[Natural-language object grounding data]
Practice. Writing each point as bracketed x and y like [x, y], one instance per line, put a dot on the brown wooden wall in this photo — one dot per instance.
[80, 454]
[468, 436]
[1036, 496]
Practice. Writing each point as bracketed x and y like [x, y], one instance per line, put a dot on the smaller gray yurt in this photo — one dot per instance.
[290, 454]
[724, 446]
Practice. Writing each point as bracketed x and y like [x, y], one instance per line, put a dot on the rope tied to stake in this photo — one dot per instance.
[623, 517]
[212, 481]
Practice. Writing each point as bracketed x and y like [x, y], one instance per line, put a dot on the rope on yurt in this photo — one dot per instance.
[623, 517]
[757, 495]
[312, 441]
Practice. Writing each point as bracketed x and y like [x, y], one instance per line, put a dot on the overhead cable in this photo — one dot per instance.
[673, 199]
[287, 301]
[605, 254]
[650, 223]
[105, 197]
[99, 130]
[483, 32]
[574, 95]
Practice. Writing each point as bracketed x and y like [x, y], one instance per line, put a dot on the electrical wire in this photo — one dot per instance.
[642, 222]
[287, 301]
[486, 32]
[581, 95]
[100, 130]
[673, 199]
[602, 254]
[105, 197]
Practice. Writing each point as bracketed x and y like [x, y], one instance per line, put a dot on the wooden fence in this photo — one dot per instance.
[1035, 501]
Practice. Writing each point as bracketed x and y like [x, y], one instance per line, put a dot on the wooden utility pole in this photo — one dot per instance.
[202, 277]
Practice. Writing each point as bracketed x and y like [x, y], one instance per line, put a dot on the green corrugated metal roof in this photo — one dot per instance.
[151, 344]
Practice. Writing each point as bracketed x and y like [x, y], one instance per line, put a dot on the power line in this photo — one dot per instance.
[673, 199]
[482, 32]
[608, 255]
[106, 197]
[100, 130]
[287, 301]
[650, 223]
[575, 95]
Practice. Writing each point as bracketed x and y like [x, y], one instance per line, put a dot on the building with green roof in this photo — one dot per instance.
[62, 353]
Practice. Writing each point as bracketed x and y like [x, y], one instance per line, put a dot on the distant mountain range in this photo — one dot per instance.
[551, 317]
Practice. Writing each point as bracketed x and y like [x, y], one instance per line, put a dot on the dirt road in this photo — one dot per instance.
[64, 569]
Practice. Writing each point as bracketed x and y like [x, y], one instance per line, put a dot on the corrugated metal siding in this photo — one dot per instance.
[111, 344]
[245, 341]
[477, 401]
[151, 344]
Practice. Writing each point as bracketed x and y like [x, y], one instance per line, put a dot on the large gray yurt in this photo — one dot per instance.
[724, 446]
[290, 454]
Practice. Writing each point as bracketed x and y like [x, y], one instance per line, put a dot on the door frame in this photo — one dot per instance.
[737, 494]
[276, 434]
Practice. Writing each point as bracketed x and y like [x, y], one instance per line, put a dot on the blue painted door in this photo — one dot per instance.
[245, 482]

→ TASK
An exact copy of the line containing "on the door" and all lines after it, through the last line of the entries, is the required answer.

→ ANSWER TO THIS TASK
Practice. Writing each point as bracketed x and y like [x, y], one instance per line, put a dot on the door frame in this photo — one dot per instance.
[737, 494]
[276, 434]
Practice. Writing each point as bracketed x and y like [x, y], one instance per line, put a dot on the blue painted door in this photo — one dot per instance.
[245, 482]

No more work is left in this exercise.